__SOURCE MATERIAL__.
'''
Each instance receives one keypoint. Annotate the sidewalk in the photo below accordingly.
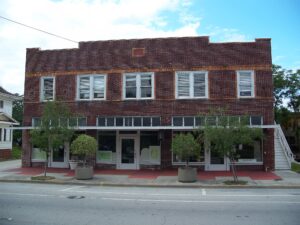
(11, 171)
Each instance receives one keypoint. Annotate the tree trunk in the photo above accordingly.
(46, 164)
(233, 169)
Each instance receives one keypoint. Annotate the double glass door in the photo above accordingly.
(128, 153)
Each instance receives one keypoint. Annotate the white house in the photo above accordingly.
(6, 121)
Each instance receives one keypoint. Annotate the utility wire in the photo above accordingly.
(46, 32)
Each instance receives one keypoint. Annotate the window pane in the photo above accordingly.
(99, 87)
(256, 120)
(101, 121)
(110, 121)
(130, 81)
(128, 121)
(211, 120)
(63, 122)
(146, 92)
(145, 80)
(245, 83)
(130, 92)
(84, 87)
(73, 122)
(155, 121)
(119, 121)
(146, 121)
(137, 121)
(183, 82)
(199, 84)
(36, 121)
(177, 121)
(48, 88)
(199, 121)
(189, 121)
(82, 121)
(244, 120)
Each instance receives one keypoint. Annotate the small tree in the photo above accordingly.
(53, 130)
(185, 146)
(227, 134)
(84, 146)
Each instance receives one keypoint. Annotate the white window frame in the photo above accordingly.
(191, 85)
(138, 85)
(91, 98)
(42, 96)
(252, 83)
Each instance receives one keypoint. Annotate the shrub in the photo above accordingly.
(84, 146)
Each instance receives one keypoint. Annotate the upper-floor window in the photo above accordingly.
(47, 88)
(91, 87)
(245, 82)
(191, 84)
(138, 86)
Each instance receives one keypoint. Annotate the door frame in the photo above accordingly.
(65, 163)
(215, 167)
(136, 164)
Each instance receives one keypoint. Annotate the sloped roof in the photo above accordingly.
(183, 52)
(8, 94)
(4, 118)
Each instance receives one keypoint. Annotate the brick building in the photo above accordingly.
(133, 95)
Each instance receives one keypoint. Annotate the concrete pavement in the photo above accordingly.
(11, 171)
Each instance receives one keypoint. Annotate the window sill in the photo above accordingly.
(137, 99)
(89, 100)
(191, 98)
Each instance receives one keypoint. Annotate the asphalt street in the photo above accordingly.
(43, 204)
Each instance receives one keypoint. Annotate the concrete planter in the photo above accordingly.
(187, 175)
(73, 164)
(84, 173)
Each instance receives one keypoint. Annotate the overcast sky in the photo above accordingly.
(222, 20)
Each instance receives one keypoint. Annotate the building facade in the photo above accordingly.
(134, 95)
(6, 122)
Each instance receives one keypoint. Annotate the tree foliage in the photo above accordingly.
(53, 130)
(185, 146)
(84, 146)
(286, 87)
(17, 114)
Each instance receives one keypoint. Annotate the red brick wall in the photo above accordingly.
(163, 57)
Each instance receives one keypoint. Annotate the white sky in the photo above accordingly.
(84, 21)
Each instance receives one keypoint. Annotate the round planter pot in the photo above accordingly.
(187, 175)
(73, 164)
(84, 173)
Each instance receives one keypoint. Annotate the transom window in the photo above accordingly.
(91, 87)
(127, 121)
(195, 121)
(138, 86)
(245, 81)
(191, 84)
(47, 88)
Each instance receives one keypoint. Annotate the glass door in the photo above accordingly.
(128, 153)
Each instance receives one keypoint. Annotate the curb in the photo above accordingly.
(153, 185)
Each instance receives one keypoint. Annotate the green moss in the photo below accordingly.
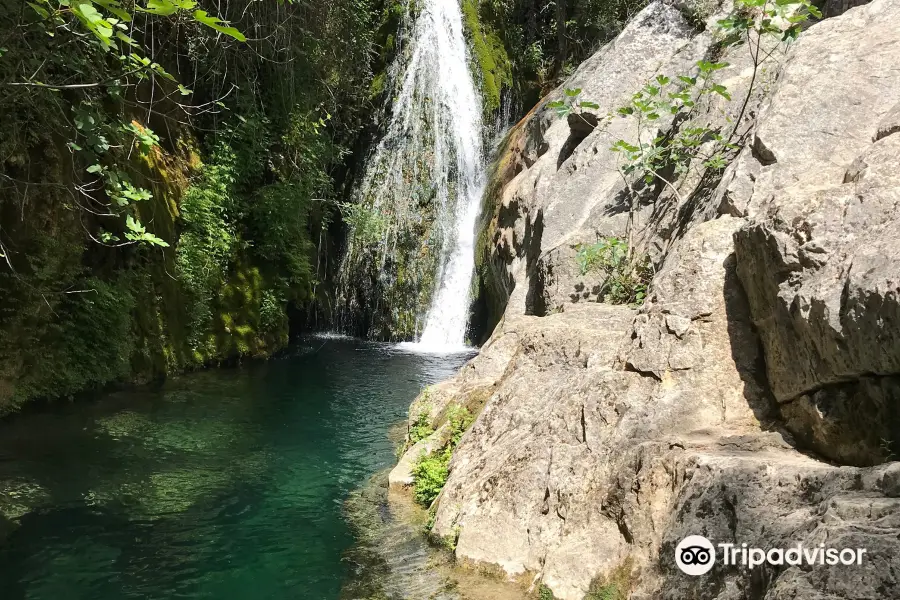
(490, 54)
(617, 585)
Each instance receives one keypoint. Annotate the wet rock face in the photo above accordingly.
(754, 396)
(819, 257)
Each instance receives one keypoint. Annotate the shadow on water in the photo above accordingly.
(225, 484)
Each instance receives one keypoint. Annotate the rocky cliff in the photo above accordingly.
(752, 398)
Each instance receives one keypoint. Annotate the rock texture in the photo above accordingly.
(819, 256)
(753, 397)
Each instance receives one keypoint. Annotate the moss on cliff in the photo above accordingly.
(490, 56)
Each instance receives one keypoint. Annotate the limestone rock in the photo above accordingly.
(819, 259)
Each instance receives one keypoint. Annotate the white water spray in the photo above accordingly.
(435, 139)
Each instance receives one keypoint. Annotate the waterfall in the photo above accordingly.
(427, 175)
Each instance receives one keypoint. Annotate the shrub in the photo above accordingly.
(626, 279)
(430, 474)
(431, 471)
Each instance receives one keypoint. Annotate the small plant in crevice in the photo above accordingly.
(625, 277)
(545, 593)
(430, 471)
(676, 150)
(570, 103)
(617, 585)
(421, 428)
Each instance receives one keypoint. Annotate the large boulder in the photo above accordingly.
(820, 258)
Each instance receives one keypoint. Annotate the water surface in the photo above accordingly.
(221, 484)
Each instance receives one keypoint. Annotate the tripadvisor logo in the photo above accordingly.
(696, 555)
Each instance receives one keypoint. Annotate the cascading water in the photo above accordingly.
(427, 174)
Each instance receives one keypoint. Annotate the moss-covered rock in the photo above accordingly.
(494, 67)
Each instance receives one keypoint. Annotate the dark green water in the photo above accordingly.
(223, 484)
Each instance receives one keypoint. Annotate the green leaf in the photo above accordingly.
(222, 26)
(115, 8)
(165, 8)
(721, 90)
(40, 10)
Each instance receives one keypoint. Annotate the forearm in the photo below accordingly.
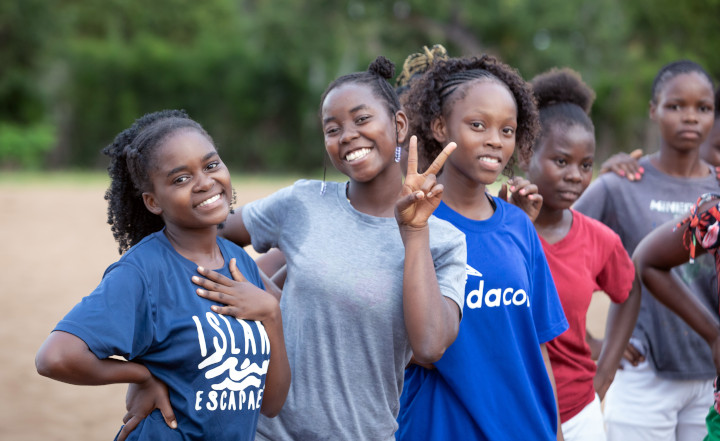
(431, 320)
(674, 294)
(65, 357)
(619, 326)
(277, 381)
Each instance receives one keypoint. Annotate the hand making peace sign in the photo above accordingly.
(421, 194)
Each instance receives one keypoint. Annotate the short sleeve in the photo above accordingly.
(547, 310)
(263, 219)
(618, 272)
(594, 201)
(449, 258)
(116, 318)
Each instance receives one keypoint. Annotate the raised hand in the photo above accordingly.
(523, 194)
(141, 400)
(421, 194)
(243, 300)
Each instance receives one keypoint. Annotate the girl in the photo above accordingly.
(371, 276)
(584, 255)
(665, 248)
(663, 392)
(494, 382)
(169, 192)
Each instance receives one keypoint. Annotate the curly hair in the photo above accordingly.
(376, 77)
(563, 99)
(432, 95)
(132, 157)
(671, 70)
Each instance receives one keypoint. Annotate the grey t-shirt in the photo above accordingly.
(342, 310)
(632, 210)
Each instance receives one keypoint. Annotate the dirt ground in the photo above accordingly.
(54, 246)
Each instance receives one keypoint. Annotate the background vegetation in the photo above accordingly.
(73, 73)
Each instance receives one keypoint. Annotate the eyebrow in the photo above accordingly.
(185, 167)
(353, 110)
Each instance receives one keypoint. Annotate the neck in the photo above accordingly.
(197, 245)
(378, 196)
(683, 164)
(465, 196)
(553, 224)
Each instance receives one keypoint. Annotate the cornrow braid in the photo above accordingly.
(671, 70)
(416, 64)
(432, 95)
(131, 160)
(563, 99)
(376, 77)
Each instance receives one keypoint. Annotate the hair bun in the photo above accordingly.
(562, 86)
(383, 67)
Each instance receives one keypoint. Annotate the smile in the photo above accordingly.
(357, 154)
(209, 200)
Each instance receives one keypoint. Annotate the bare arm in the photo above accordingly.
(619, 326)
(431, 319)
(654, 257)
(548, 366)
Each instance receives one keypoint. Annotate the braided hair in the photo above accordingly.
(445, 82)
(376, 78)
(563, 100)
(671, 70)
(132, 158)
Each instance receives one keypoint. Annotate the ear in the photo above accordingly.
(653, 110)
(151, 203)
(439, 130)
(402, 125)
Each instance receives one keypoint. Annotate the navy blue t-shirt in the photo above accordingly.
(146, 309)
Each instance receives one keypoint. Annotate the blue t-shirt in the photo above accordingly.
(491, 383)
(146, 309)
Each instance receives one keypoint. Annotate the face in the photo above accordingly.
(360, 133)
(710, 149)
(561, 165)
(190, 184)
(684, 109)
(483, 124)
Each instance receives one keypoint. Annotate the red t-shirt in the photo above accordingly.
(590, 258)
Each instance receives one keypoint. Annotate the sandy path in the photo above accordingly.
(54, 246)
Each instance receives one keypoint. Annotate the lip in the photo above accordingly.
(218, 201)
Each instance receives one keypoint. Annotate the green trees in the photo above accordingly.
(75, 72)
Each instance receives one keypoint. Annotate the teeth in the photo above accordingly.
(209, 201)
(357, 154)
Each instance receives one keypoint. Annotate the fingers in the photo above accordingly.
(235, 272)
(440, 160)
(412, 156)
(129, 426)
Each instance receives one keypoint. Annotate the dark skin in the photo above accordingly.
(561, 167)
(659, 252)
(188, 172)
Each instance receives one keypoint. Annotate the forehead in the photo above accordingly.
(486, 94)
(690, 84)
(349, 96)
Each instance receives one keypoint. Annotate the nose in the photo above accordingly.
(204, 182)
(572, 174)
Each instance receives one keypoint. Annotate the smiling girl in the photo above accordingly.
(494, 382)
(169, 192)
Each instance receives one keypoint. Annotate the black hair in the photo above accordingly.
'''
__BRIEF__.
Could you copy exactly the line containing "Each instance receives one keypoint. Annotate the forehead" and each line after it through the end of the records, and nothing else?

__ANSWER FOR THE TASK__.
Each instance receives one keypoint. Annotate the forehead in the photo above accordingly.
(486, 94)
(690, 84)
(349, 96)
Each instance receives one keypoint. Annotate the nose in the photo above accordingly.
(204, 182)
(572, 174)
Each instance receives one keypoint. Annotate the smiling girl in the photo above accordingly.
(494, 382)
(169, 192)
Each instance receives one keypoint. Annotate the black hair in the photo above accordingly.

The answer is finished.